(Request): Transcribe every line of the listing below word for word and in the same order, leaving out the pictures.

(Raw data):
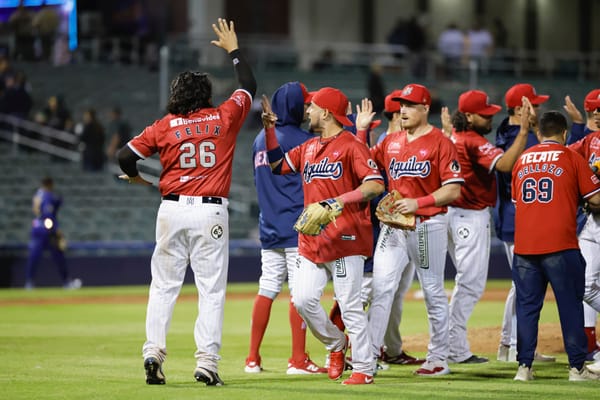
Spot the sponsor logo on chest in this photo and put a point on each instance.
(322, 170)
(410, 167)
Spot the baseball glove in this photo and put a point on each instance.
(316, 216)
(386, 213)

(Worked solution):
Spot the sponsor logo on chest in this photo and put a point on each instance.
(322, 170)
(410, 167)
Spot the baseball glove in this photo and put a point on each instance.
(316, 216)
(386, 213)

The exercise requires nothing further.